## THE PROBLEM
Copy the material below line for line, changing nothing.

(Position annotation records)
Start
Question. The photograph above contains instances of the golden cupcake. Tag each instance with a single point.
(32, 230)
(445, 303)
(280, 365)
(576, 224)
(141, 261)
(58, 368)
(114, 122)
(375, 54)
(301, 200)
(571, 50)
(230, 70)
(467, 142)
End
## TASK ANSWER
Question. The photograph above contains instances of the golden cupcake. Tag each instance with a single point.
(32, 230)
(445, 303)
(280, 365)
(576, 224)
(141, 261)
(58, 368)
(114, 122)
(375, 54)
(301, 200)
(571, 50)
(230, 70)
(467, 142)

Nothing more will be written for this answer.